=== Problem to work on ===
Rewrite the rows, starting at the beginning and ending at the line containing "[235,0,240,47]", as a two-column CSV with the headers text and answer, giving each row's text and its answer in one quoted field each, with line breaks turned into spaces. Leave the pictures out.

....................

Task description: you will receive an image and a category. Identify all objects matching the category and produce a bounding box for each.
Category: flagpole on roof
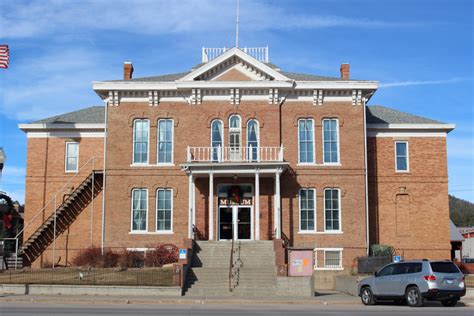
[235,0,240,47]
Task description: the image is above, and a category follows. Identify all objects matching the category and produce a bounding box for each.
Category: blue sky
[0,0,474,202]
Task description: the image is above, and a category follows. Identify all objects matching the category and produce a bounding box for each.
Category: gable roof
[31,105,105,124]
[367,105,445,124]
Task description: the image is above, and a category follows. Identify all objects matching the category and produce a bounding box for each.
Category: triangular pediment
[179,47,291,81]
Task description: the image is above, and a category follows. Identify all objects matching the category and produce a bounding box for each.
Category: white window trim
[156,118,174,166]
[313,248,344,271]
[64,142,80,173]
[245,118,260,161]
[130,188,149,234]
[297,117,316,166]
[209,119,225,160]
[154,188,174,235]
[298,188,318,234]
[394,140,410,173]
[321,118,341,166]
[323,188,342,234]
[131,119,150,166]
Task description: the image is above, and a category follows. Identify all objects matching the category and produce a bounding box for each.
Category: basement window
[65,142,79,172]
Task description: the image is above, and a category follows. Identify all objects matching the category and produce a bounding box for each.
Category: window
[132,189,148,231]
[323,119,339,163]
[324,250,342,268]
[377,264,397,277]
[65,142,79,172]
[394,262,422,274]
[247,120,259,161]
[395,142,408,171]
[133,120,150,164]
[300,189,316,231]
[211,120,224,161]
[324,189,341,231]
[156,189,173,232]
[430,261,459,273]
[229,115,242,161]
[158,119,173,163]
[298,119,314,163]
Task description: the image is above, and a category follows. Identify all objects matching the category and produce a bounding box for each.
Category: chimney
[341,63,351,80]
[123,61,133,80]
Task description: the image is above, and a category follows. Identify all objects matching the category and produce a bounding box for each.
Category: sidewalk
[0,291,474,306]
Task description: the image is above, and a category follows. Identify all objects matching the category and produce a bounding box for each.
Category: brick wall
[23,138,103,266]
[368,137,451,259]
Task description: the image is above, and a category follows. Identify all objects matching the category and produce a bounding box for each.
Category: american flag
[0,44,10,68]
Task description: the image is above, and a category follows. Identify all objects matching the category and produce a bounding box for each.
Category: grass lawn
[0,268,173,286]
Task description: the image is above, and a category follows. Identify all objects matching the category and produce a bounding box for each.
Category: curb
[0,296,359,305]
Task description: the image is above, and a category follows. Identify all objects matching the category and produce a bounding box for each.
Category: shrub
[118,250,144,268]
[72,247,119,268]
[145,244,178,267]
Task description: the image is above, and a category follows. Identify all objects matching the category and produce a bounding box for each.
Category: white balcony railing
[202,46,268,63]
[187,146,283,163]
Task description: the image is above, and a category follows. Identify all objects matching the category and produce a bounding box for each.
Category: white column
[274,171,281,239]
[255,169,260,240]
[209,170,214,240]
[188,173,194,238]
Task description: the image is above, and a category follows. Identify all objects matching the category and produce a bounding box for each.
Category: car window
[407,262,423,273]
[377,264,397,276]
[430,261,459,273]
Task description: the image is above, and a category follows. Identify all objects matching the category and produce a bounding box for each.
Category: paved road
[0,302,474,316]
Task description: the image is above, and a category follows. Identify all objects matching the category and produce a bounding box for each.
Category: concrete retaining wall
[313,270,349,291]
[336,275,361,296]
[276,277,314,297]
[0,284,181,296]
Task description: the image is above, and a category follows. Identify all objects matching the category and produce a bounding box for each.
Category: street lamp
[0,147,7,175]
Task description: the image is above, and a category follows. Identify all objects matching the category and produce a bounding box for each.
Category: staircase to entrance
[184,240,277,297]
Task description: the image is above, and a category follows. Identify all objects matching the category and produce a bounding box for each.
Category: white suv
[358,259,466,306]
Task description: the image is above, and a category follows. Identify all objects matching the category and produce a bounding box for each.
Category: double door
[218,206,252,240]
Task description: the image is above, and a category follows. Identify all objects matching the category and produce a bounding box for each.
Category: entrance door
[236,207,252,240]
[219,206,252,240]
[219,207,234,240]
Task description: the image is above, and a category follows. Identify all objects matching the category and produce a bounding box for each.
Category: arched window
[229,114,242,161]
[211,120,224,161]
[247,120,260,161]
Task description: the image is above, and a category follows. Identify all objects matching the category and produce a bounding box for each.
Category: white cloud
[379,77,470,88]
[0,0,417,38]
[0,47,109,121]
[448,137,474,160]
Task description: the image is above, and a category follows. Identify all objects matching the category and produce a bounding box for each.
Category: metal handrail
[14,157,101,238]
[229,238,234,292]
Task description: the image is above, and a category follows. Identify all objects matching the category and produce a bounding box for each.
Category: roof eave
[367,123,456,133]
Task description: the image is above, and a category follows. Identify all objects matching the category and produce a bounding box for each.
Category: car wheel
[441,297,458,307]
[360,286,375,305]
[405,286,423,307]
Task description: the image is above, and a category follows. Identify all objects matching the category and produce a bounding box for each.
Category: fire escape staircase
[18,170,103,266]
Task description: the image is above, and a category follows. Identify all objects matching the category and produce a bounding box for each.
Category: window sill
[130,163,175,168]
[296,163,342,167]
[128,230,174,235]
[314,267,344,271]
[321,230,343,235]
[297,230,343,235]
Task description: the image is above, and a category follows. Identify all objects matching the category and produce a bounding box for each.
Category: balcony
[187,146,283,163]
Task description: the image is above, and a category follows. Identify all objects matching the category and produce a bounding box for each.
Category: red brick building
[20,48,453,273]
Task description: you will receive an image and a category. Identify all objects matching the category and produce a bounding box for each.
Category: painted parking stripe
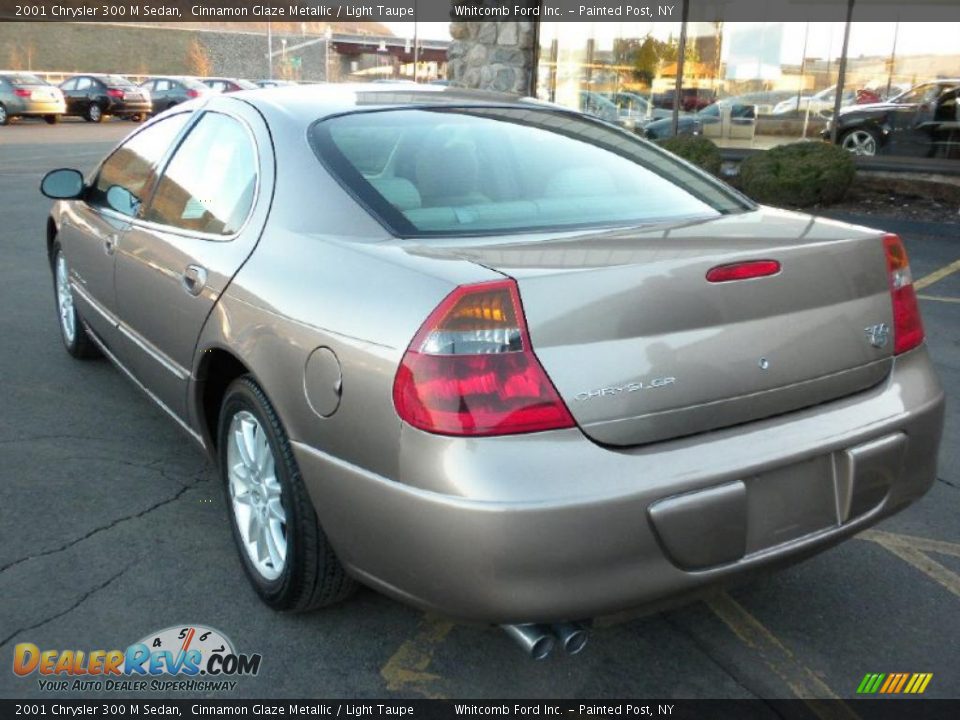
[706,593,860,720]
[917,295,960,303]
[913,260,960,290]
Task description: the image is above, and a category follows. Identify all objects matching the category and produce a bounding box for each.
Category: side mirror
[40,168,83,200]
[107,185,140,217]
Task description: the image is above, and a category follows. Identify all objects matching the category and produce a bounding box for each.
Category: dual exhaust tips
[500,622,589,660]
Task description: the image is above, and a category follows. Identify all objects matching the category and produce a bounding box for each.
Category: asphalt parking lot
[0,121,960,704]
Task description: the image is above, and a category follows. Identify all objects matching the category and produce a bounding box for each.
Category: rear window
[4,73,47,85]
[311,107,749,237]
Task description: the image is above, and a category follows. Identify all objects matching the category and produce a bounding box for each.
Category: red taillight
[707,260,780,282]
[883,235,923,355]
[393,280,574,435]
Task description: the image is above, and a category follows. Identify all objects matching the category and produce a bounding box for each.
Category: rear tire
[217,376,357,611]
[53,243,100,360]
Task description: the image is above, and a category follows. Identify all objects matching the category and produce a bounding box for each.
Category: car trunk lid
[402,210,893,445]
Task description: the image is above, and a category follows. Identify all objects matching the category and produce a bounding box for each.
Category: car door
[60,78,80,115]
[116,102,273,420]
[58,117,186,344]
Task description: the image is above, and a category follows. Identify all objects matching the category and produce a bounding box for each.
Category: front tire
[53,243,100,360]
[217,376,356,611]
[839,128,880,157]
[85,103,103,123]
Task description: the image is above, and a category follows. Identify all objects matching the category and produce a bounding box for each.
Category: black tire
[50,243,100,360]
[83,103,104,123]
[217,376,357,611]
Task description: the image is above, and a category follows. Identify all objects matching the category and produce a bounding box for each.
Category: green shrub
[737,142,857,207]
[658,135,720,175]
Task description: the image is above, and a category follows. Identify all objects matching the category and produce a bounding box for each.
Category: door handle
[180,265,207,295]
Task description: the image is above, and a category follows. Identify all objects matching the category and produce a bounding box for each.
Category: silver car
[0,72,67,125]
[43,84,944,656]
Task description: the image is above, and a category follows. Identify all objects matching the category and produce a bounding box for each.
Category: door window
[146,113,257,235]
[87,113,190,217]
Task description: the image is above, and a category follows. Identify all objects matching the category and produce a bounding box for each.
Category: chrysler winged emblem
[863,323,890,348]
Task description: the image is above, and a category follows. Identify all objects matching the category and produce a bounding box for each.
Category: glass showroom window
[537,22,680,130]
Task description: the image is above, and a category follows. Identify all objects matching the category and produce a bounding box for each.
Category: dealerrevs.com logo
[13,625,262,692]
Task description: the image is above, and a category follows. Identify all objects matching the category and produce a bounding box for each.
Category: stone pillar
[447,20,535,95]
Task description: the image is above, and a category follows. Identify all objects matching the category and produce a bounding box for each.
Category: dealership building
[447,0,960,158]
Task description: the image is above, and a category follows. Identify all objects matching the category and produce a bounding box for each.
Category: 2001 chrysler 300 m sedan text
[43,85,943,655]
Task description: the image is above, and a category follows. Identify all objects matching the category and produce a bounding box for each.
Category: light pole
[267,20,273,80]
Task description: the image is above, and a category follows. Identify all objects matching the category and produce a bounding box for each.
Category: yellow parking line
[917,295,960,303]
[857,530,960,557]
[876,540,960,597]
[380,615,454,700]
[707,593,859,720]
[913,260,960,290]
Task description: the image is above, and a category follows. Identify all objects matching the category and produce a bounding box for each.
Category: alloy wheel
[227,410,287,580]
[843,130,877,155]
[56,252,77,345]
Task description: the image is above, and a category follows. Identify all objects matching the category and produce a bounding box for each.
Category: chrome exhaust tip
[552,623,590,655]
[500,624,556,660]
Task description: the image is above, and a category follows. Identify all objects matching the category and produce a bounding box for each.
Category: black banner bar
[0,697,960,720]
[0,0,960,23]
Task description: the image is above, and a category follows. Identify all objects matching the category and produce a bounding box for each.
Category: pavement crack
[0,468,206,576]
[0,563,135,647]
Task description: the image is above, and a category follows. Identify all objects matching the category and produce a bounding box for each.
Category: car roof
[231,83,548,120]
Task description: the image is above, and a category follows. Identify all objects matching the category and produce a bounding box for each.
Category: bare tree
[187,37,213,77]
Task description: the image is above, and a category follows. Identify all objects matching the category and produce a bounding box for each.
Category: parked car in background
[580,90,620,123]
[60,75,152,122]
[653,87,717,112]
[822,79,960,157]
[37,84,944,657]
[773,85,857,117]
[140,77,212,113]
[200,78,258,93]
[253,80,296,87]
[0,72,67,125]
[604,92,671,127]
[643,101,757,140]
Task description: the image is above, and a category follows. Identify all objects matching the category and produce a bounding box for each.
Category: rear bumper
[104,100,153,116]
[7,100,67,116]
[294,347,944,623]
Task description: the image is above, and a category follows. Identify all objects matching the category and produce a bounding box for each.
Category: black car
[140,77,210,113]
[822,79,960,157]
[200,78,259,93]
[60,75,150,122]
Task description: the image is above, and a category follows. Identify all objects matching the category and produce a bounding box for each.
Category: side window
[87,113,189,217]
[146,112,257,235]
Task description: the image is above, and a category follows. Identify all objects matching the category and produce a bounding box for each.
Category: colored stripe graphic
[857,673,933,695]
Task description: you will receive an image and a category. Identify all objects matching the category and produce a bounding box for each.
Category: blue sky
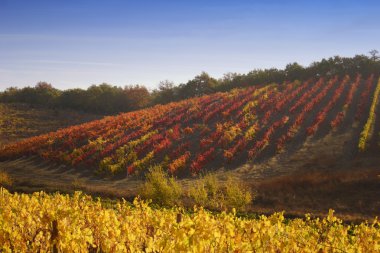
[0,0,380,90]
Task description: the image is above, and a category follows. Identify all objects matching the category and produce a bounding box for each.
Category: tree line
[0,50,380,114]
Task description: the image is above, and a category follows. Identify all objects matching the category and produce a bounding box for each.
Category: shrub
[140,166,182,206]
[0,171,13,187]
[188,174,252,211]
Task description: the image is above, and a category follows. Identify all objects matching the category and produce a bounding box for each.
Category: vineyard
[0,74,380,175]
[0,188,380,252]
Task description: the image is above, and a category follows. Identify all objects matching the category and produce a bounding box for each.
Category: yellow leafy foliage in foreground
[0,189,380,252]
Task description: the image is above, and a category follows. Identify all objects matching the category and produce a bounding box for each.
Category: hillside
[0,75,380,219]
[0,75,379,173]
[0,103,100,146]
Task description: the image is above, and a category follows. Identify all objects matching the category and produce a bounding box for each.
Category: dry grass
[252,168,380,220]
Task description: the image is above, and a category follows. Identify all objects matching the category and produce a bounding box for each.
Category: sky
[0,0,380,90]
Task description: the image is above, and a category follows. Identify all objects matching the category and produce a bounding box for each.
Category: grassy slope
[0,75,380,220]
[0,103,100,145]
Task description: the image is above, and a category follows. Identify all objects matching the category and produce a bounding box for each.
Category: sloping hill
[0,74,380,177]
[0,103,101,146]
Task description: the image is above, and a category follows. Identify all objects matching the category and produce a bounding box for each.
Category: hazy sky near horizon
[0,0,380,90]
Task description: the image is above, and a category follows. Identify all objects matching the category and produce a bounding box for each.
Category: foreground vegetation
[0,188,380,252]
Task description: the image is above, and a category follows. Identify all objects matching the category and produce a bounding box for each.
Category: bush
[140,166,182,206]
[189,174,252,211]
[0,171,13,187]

....................

=== Task result ===
text,answer
"Task description: you will receive an image and a category. Identify all objects matching the category and produce a bounding box for each. Category: flagpole on roof","[235,0,240,47]"